-- START OF EXCERPTED TEXT --

Lt. Jon Jarl was not the only two-fisted space explorer to grace the text pages of yesteryear’s comic books. Joining the space patrolman in the glorious Brotherhood of Thick-Headed Dudes Blundering Through the Cosmos was the magnificently-named Monongahela Munroe (because “Youghiogheny Monroe” lacked a certain pizzazz).

Monroe’s exploits as the first man on Venus were chronicled in the lucidly-titled two-page text feature “VENUS!” which ran in Marvel’s Strange Tales #104 (January 1963), the issue that also unleashed Paste Pot Pete on an unsuspecting world.  (Gods truly walked the earth in those days.)

The Favorite Son of the Allegheny Plateau begins his mission on a high note, replete with accolades and some good ol’ fashioned subtext….

While Munroe aced the Space Academy’s “Zero-G Catheter Use” and “Advanced Ray Gun Training” seminars, he apparently missed the “Watch Where You Step When Exploring an Alien World” lecture. Hindsight mocks the best of us.

-- END OF EXCERPTED TEXT --
-- START OF STORED DATA --

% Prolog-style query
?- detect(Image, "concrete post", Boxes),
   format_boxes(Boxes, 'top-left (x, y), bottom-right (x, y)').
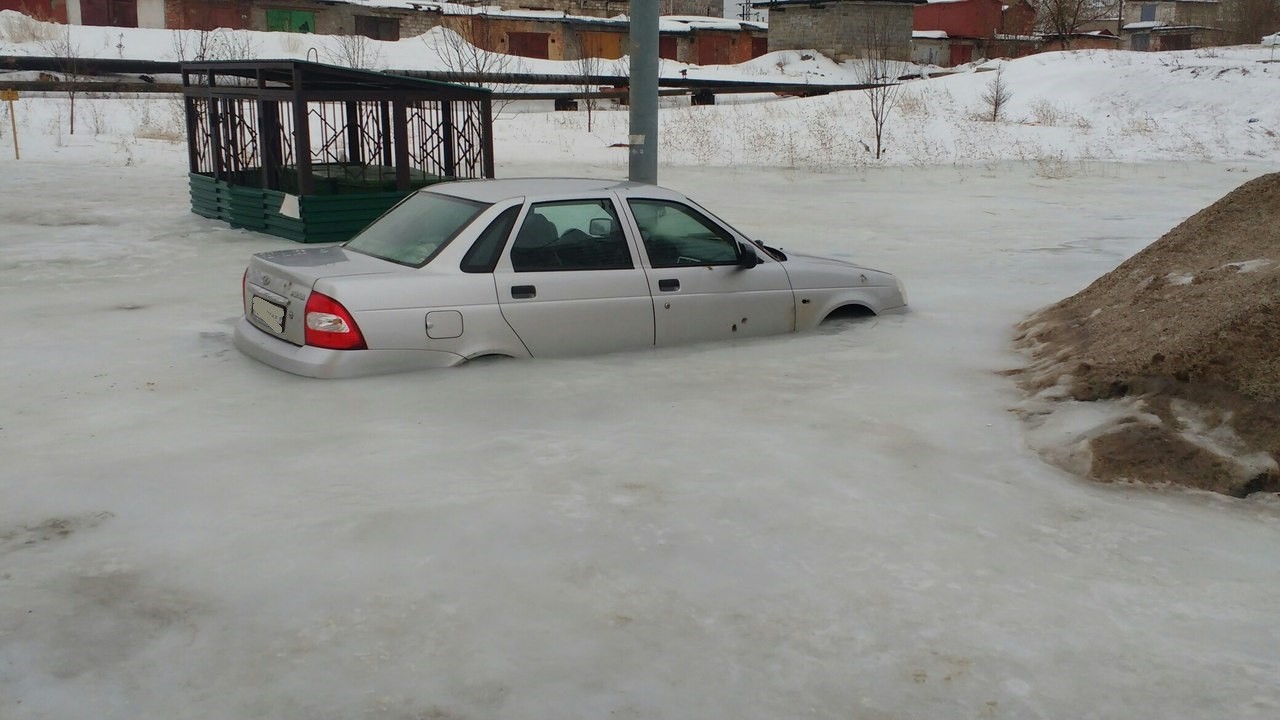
top-left (627, 0), bottom-right (658, 183)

-- END OF STORED DATA --

#### SET PROBLEM 1
Based on the text on Monongahela Munroe, why was the explorer given the first name "Monongahela" instead of "Youghiogheny"?
#### SET PROBLEM 2
Please list every Space Academy seminar or lecture named in the text on Monongahela Munroe.
#### SET PROBLEM 3
Do these statements agree with the text on Monongahela Munroe? Answer yes or no for each, quoting the words that decide it.
(a) The feature "VENUS!" appeared in Strange Tales #104.
(b) "VENUS!" was a four-page text feature.
(c) Munroe failed the "Advanced Ray Gun Training" seminar.

#### FULL RESPONSE 1
"Youghiogheny Monroe" lacked a certain pizzazz.

#### FULL RESPONSE 2
- "Zero-G Catheter Use"
- "Advanced Ray Gun Training"
- "Watch Where You Step When Exploring an Alien World"

#### FULL RESPONSE 3
(a) Yes: "which ran in Marvel’s Strange Tales #104 (January 1963)"
(b) No: "the lucidly-titled two-page text feature “VENUS!”"
(c) No: "Munroe aced the Space Academy’s “Zero-G Catheter Use” and “Advanced Ray Gun Training” seminars"